■ About this exercise
Track down each line below containing the string "instance" and copy it.

+ + + + + + +

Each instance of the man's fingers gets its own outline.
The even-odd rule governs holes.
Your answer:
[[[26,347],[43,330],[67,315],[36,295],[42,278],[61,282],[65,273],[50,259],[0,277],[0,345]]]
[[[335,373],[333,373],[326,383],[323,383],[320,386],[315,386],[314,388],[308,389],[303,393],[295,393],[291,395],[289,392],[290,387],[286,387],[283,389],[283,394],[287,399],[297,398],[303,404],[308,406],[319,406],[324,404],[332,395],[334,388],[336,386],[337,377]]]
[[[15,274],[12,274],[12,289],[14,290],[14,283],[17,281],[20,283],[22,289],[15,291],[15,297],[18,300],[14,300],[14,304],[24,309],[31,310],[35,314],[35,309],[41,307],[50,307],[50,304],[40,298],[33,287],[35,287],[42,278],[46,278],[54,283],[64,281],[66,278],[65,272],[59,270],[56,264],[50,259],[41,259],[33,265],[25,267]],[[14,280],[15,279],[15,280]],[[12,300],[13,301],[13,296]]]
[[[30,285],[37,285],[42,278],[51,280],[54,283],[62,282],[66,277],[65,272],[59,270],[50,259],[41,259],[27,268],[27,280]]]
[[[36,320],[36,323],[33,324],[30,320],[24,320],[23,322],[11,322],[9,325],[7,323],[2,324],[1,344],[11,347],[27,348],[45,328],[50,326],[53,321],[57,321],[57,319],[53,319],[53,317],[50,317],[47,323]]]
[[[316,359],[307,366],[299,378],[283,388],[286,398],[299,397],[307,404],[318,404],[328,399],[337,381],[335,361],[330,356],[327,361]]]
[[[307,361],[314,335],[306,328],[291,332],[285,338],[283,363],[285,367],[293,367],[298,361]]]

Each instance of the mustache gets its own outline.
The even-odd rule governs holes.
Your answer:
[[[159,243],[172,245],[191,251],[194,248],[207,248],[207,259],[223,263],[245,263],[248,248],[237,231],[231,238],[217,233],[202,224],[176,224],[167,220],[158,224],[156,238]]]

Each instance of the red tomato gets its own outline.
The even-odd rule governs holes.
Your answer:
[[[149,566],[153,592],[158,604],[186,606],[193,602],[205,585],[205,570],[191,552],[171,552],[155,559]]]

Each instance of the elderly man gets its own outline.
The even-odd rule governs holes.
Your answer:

+ + + + + + +

■ Solution to the exercise
Each instance of the man's fingers gets its own outline.
Each instance of the mustache gets its own outline.
Each instance of the red tomato gets its own outline.
Each instance of the elderly man gets its own outline.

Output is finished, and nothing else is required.